▶ _REQUIRED WORK_
Quote every line of the entries below verbatim, with the pictures left out.

>> BEGIN RECORD EXTRACTS

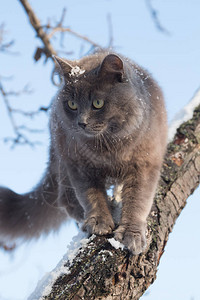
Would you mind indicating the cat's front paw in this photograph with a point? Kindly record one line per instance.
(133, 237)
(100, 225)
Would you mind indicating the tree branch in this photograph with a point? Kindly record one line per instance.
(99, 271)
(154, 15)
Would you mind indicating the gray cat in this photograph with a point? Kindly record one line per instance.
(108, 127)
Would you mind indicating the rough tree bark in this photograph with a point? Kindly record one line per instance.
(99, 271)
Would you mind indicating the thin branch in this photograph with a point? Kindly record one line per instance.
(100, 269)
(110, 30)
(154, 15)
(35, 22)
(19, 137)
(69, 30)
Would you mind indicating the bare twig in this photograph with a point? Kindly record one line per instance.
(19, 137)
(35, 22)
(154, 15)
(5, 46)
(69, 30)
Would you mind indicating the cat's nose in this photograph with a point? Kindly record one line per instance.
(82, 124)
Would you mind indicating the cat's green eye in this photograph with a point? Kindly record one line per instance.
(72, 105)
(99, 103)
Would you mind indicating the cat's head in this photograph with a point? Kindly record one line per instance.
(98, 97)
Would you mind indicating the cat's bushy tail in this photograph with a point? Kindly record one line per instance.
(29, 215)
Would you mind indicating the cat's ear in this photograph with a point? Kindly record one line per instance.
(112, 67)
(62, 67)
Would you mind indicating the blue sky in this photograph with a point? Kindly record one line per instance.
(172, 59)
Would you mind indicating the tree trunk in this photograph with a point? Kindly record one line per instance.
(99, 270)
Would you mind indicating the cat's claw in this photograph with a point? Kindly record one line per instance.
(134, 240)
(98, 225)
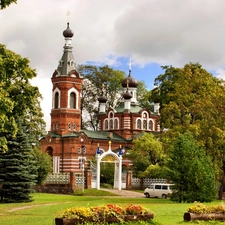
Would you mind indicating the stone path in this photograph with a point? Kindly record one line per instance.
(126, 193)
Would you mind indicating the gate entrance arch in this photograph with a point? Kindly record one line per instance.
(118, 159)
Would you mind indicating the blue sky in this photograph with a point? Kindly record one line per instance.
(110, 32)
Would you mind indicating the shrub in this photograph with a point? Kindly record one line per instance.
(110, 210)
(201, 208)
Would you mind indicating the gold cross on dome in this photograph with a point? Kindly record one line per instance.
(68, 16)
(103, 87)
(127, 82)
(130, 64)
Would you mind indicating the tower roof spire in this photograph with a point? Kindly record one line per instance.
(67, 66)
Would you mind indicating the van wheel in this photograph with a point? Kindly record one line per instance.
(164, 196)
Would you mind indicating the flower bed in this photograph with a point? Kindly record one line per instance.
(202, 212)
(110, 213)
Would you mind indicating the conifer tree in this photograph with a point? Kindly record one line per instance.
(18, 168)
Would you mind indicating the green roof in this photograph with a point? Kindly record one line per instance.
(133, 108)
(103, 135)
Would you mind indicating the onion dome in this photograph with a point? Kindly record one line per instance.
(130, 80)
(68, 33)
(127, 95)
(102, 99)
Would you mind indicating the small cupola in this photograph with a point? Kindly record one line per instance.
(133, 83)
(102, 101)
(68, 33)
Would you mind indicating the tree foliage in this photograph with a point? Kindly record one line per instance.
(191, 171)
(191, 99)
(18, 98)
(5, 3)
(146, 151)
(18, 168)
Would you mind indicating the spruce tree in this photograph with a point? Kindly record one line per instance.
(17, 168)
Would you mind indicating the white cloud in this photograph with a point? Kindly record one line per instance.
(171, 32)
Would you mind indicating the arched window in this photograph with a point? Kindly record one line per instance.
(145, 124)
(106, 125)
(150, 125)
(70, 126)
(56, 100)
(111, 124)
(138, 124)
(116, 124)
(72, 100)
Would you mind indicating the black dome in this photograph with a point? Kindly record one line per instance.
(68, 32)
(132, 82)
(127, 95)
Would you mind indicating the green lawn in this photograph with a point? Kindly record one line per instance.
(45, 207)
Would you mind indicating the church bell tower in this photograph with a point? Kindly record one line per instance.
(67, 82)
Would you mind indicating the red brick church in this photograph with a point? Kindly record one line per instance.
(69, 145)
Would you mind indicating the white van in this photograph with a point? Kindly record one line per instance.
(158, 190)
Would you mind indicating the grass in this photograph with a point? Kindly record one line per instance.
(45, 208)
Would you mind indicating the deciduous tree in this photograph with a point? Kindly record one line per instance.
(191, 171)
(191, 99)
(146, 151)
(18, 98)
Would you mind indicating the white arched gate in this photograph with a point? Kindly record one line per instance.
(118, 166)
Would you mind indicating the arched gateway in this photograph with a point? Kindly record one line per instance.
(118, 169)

>> END RECORD EXTRACTS

▶ _TASK SOLUTION_
Would you mind indicating the cat's front paw in this photograph with a point? Kindly record one line per instance.
(133, 237)
(100, 225)
Would you mind indicating the tree branch in this photograph with a point? Kindly record one line per instance.
(99, 271)
(154, 15)
Would you mind indicating the gray cat in this photograph with a point? Kindly record one line per instance.
(108, 127)
Would you mind indicating the rough tree bark in this photograph with a point? Kindly record one line per instance.
(99, 271)
Would you mind indicating the thin branch in this photograph with a point? Kindly record one line per instance.
(100, 269)
(110, 30)
(154, 15)
(35, 22)
(19, 137)
(69, 30)
Would you mind indicating the bare twig in this photograph with a point? Kindly record one line per instance.
(19, 137)
(35, 22)
(154, 15)
(5, 46)
(69, 30)
Would you mind indicating the cat's nose in this photograph with a point? Kindly record one line per instance.
(82, 124)
Would you mind indicating the cat's green eye in this photograph with a point? Kindly record one line per instance.
(72, 105)
(99, 103)
Would you mind indicating the cat's head in this photograph with a point? Kindly record one line per instance.
(98, 97)
Would you mind indicating the cat's bushy tail in this photograph with a point? Kindly record one line per instance.
(29, 215)
Would you mind indicating the cat's ear in this photograph with a point? Kindly record one line per instance.
(112, 67)
(62, 67)
Would you mind indicating the blue sky in this photograph with a point? Kindly record one line per instance.
(172, 59)
Would you mind indicating the tree trunk in this photograph with a point? Kindly record one line per instance.
(99, 270)
Would you mind indicating the cat's claw in this photograph with a point? Kindly record one line per instance.
(134, 240)
(98, 225)
Would you mind indicating the stone path in this photograph with a point? Kindly record one line per instance.
(126, 193)
Would you mind indicating the gate entrance arch in this photograph with a point? Kindly record one line per instance.
(118, 159)
Would you mind indicating the blue sky in this photograph with a point? Kindly record one line per instance.
(110, 32)
Would you mind indicating the shrub in this photograph with a point? Kindly record one line per instance.
(110, 210)
(201, 208)
Would you mind indicating the gold cross on dome in this photograph with a point? Kindly record one line per instance.
(68, 16)
(103, 87)
(127, 82)
(130, 64)
Would you mind indicating the tower roof spire in this photograph with a point? Kindly record one line per instance.
(67, 66)
Would you mind indicating the van wheel in this photograph with a point? Kindly record one line per instance.
(164, 196)
Would you mind indicating the flower bed in this photograph with a point? Kindly record one line per instance.
(202, 212)
(110, 213)
Would you mind indicating the conifer tree in this photograph with a point? Kindly record one line per instance.
(18, 168)
Would you mind indicating the green roof in this photograph with a point? Kindly record one line per instance.
(133, 108)
(103, 135)
Would you mind indicating the onion dome in this photograph with a point? Kindly record one line per instance.
(130, 80)
(68, 33)
(127, 95)
(102, 99)
Would you mind indicating the small cupola in this photograph with a point? Kindly record one line per instance.
(133, 83)
(102, 101)
(68, 33)
Would you mind indicating the tree foliage in this photograph with a point? Kindly record one line per instance.
(191, 171)
(191, 99)
(18, 98)
(5, 3)
(146, 151)
(18, 168)
Would you mind indicating the spruce tree in this photograph with a point? Kindly record one line per instance.
(17, 168)
Would you mind indicating the white cloud in this photograph with a point? Kindly record one line per instance.
(171, 32)
Would you mind indicating the arched window in this photograph with a point? Kindly record one line per instance.
(145, 124)
(106, 125)
(150, 125)
(70, 126)
(56, 100)
(111, 124)
(138, 124)
(116, 124)
(72, 100)
Would you mind indicating the black dome in this photograph with a point? Kindly record one line per instance.
(68, 32)
(132, 82)
(127, 95)
Would you mind indicating the green lawn in this photograph with a point? Kindly record one line per instance.
(45, 207)
Would you mind indicating the church bell tower in this photograph with a point? Kindly record one line per instance.
(67, 82)
Would you mind indicating the red brick church in this photograph with a point? Kindly record one line per instance.
(69, 145)
Would you mind indicating the white van in this photograph with a point? Kindly record one line per instance.
(158, 190)
Would you mind indicating the grass in this photograph with a point? Kindly record one line per instance.
(45, 208)
Would you mind indicating the deciduous tree in this photograph with a point? Kindly record one line per instance.
(191, 171)
(191, 99)
(146, 151)
(18, 98)
Would you mind indicating the white arched gate in this photograph with a point? Kindly record one line per instance.
(118, 166)
Would you mind indicating the arched gateway in this photograph with a point? Kindly record one line per instance.
(118, 169)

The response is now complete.